### Task
Could you update all the rows below so that "segmenter" becomes "annotator" everywhere and nothing else changes? Leave the pictures out of your answer.

### Excerpted records
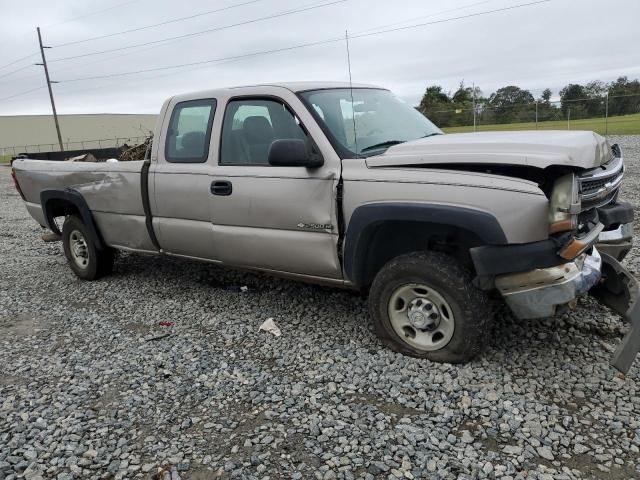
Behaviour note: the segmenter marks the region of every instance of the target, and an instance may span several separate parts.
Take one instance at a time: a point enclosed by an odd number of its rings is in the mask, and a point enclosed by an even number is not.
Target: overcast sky
[[[347,81],[344,41],[199,67],[77,82],[65,80],[241,56],[343,37],[349,31],[353,80],[390,88],[412,104],[431,84],[461,80],[485,94],[516,84],[536,96],[569,82],[640,77],[639,0],[551,0],[486,15],[454,17],[535,0],[0,0],[0,66],[38,53],[42,28],[59,113],[156,113],[176,93],[292,80]],[[229,8],[188,20],[74,45],[68,42]],[[326,4],[326,5],[325,5]],[[317,5],[278,18],[263,17]],[[233,24],[258,20],[246,25]],[[357,38],[363,32],[431,23]],[[88,55],[192,32],[185,39]],[[56,47],[56,45],[58,45]],[[0,68],[0,99],[45,86],[39,56]],[[25,67],[23,69],[23,67]],[[20,71],[10,74],[15,70]],[[7,75],[10,74],[10,75]],[[48,114],[46,88],[0,100],[0,115]]]

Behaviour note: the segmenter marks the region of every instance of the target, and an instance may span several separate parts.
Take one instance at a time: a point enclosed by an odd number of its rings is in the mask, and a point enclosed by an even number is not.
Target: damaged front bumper
[[[640,351],[640,285],[616,258],[620,250],[607,247],[598,243],[590,254],[563,265],[497,276],[495,286],[522,319],[552,316],[589,292],[631,324],[611,359],[613,367],[627,373]]]
[[[499,275],[495,285],[518,318],[544,318],[587,293],[600,280],[601,270],[602,258],[594,248],[555,267]]]

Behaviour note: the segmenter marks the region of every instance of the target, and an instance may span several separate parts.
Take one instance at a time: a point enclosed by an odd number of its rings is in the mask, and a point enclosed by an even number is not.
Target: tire
[[[489,297],[473,285],[471,273],[438,252],[390,260],[373,281],[369,310],[387,347],[444,363],[464,363],[480,353],[493,317]]]
[[[113,250],[98,249],[85,224],[75,215],[64,221],[62,247],[69,267],[83,280],[96,280],[113,270]]]

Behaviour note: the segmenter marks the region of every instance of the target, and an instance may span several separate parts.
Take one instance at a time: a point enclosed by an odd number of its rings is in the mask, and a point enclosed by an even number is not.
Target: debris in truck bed
[[[67,162],[97,162],[98,159],[91,153],[83,153],[75,157],[67,158]]]
[[[130,147],[126,143],[122,146],[120,157],[118,160],[121,162],[132,162],[134,160],[144,160],[147,149],[150,148],[153,135],[150,135],[140,145]]]

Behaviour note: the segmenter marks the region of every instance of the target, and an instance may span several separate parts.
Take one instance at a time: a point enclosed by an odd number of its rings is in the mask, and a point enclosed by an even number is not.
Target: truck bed
[[[142,204],[143,163],[143,160],[105,163],[19,159],[13,162],[13,168],[27,210],[40,225],[47,223],[40,205],[41,192],[72,189],[84,197],[107,245],[154,251]]]

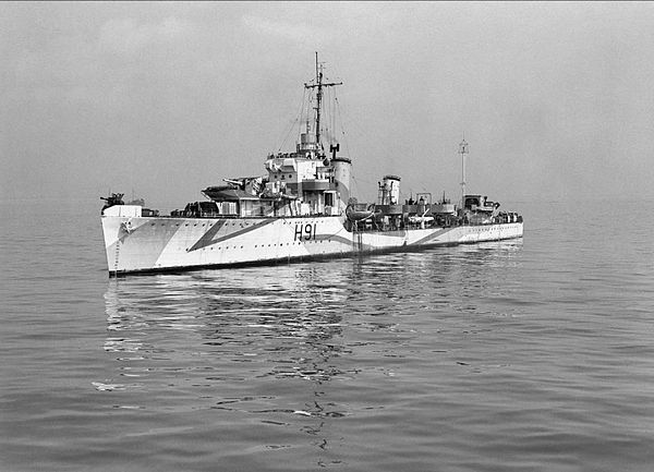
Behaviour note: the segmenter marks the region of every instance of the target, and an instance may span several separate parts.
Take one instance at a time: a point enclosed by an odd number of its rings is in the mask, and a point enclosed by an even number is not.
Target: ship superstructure
[[[352,161],[339,154],[334,133],[325,140],[322,124],[323,94],[340,84],[325,80],[316,55],[315,80],[304,84],[314,98],[312,113],[294,150],[268,155],[263,176],[223,179],[202,191],[207,201],[189,203],[170,216],[124,205],[121,194],[104,198],[109,274],[291,262],[522,235],[522,217],[500,211],[499,204],[482,195],[463,192],[458,206],[445,196],[433,202],[431,193],[401,202],[398,176],[384,177],[377,202],[358,203],[351,195]]]

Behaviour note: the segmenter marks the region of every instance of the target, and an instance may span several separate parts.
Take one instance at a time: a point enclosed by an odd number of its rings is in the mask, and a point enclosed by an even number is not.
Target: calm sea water
[[[652,203],[118,280],[97,203],[0,203],[1,471],[654,469]]]

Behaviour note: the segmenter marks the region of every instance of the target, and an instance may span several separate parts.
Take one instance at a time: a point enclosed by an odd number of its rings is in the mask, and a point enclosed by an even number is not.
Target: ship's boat
[[[374,203],[351,194],[352,160],[340,154],[336,133],[324,131],[325,89],[340,82],[316,76],[304,84],[305,129],[295,148],[270,154],[263,176],[223,179],[202,191],[205,201],[160,215],[144,202],[124,204],[112,194],[101,210],[111,276],[288,263],[389,251],[520,238],[522,217],[500,211],[486,196],[468,194],[461,205],[422,193],[402,202],[401,179],[385,176]],[[334,95],[334,94],[330,94]],[[327,136],[327,137],[326,137]],[[461,158],[468,144],[461,143]],[[465,178],[463,176],[463,182]]]

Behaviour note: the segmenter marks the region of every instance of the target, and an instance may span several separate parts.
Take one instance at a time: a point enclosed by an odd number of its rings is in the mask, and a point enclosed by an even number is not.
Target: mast
[[[461,155],[461,211],[465,207],[465,155],[468,154],[468,143],[465,136],[459,143],[459,154]]]
[[[316,93],[316,143],[320,148],[323,148],[323,144],[320,143],[320,110],[323,108],[323,87],[331,87],[335,85],[342,85],[342,82],[331,82],[331,83],[323,83],[323,64],[318,62],[318,52],[316,51],[316,83],[315,84],[304,84],[305,88],[317,88]],[[324,148],[323,148],[324,149]]]

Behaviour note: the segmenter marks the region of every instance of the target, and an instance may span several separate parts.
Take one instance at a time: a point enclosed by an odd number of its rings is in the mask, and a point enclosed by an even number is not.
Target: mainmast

### Expected answer
Behaviour note: the annotator marks the region of every instance of the target, and an instance may span several separate parts.
Take one instance at a time: a point enclosed by an odd number of its rings is in the mask, and a point enclosed by an even number is not.
Target: overcast sky
[[[347,81],[344,41],[199,67],[77,82],[65,80],[241,56],[343,37],[349,31],[353,80],[390,88],[412,104],[431,84],[461,80],[485,94],[516,84],[536,96],[569,82],[640,77],[639,0],[551,0],[486,15],[454,17],[535,0],[0,0],[0,66],[38,53],[42,28],[59,113],[156,113],[176,93],[292,80]],[[229,8],[188,20],[74,45],[68,42]],[[326,4],[326,5],[325,5]],[[317,5],[278,18],[263,17]],[[233,24],[258,20],[246,25]],[[357,38],[363,32],[431,23]],[[88,55],[192,32],[185,39]],[[56,47],[56,45],[58,45]],[[0,68],[0,99],[45,86],[39,56]],[[25,67],[23,69],[23,67]],[[20,71],[10,74],[15,70]],[[7,75],[10,74],[10,75]],[[48,114],[46,88],[0,100],[0,115]]]

Behaviour note: the annotator marks the region of every instance of the target, and an instance may span several separate parts.
Take one instance at a time: a point enclosed by an odd number of its rings is in the mask, and a point enclosed by an even number is not.
Target: damaged front bumper
[[[640,351],[640,285],[616,258],[620,250],[607,247],[598,243],[590,254],[563,265],[497,276],[495,286],[522,319],[552,316],[589,292],[631,324],[611,359],[613,367],[627,373]]]
[[[499,275],[495,285],[518,318],[544,318],[587,293],[600,280],[601,270],[602,258],[594,248],[555,267]]]

Behaviour note: the annotator marks the region of every instance of the target, and an instance may span several separate parts.
Take one instance at a time: a point enclosed by an odd number of its rings is in the mask, and a point enclosed by an even number is not.
Target: tire
[[[489,297],[473,285],[471,273],[438,252],[390,260],[373,281],[369,310],[387,347],[444,363],[464,363],[480,353],[493,317]]]
[[[113,250],[98,249],[85,224],[75,215],[64,221],[62,247],[69,267],[83,280],[96,280],[113,270]]]

Behaviour note: the annotator marks the region of every instance of the target, and an instance may span several separate parts.
Take one instance at a time: a point enclosed by an odd number of its rings is in the mask, and a point enclosed by an even number is not.
Target: debris in truck bed
[[[67,162],[97,162],[98,159],[91,153],[83,153],[75,157],[67,158]]]
[[[130,147],[126,143],[122,146],[120,157],[118,160],[121,162],[132,162],[134,160],[144,160],[147,149],[150,148],[153,135],[150,135],[140,145]]]

Behaviour note: the annotator marks the region of every instance of the target, and an instance may span several separate parts.
Take one instance at a time: a point enclosed by an odd number of its rings is in the mask, and a point enclosed by an even number is not.
Target: truck bed
[[[142,204],[143,163],[143,160],[105,163],[19,159],[13,162],[13,168],[27,210],[40,225],[47,223],[40,205],[41,192],[72,189],[84,197],[107,245],[154,251]]]

Behaviour note: the annotator marks the region of every instance of the target, and an instance may span several separate parts.
Take one instance at a time: a point enclosed by an odd number of its rings is in the mask, and a point enclosed by an even number is not.
Target: ship superstructure
[[[352,161],[339,154],[334,133],[325,140],[322,124],[323,94],[340,84],[325,80],[316,55],[315,80],[304,84],[314,98],[312,113],[294,150],[268,155],[263,176],[223,179],[202,191],[207,201],[189,203],[170,216],[124,205],[121,194],[104,198],[109,274],[291,262],[522,235],[522,217],[500,211],[499,204],[482,195],[463,192],[458,206],[445,196],[433,202],[431,193],[401,202],[398,176],[384,177],[377,202],[358,203],[351,195]]]

Behaviour note: the annotator marks the region of every instance of the target, and an instance may span several separate parts.
Take one instance at a time: a point enclosed by an odd number of its rings is in the mask, and a point enclosed by an even number is not.
Target: calm sea water
[[[652,203],[118,280],[97,203],[0,203],[1,471],[654,469]]]

Behaviour note: the annotator marks the region of every instance of the target, and an instance may span several separate parts.
Take one instance at a time: a point enclosed by an odd number of its rings is in the mask, and a point enclosed by an even number is not.
Target: ship's boat
[[[374,203],[351,194],[352,160],[340,154],[336,133],[324,131],[325,89],[340,82],[316,76],[304,84],[305,129],[295,148],[270,154],[263,176],[223,179],[202,191],[205,201],[160,215],[144,202],[124,204],[112,194],[101,210],[111,276],[288,263],[389,251],[520,238],[522,217],[500,211],[486,196],[468,194],[461,205],[422,193],[402,202],[401,179],[385,176]],[[334,95],[334,94],[330,94]],[[327,136],[327,137],[326,137]],[[461,158],[468,144],[461,143]],[[465,178],[463,176],[463,182]]]

Behaviour note: the annotator marks the region of every instance of the target, and an instance may span several separate parts.
Take one instance at a time: a point enclosed by an odd number of its rings is in the mask, and a point enclosed by an even number is not.
Target: mast
[[[461,155],[461,211],[465,207],[465,155],[468,154],[468,143],[465,136],[459,143],[459,154]]]
[[[316,93],[316,143],[320,148],[323,148],[323,144],[320,143],[320,110],[323,108],[323,87],[331,87],[335,85],[342,85],[342,82],[331,82],[331,83],[323,83],[323,64],[318,62],[318,52],[316,51],[316,83],[315,84],[304,84],[305,88],[317,88]],[[324,148],[323,148],[324,149]]]

Behaviour note: the annotator marks the region of every instance of the target, and an instance may span several separate parts.
Take one instance at a time: a point enclosed by an odd number of its rings is in the mask, and a point enclosed by an even number is not.
Target: mainmast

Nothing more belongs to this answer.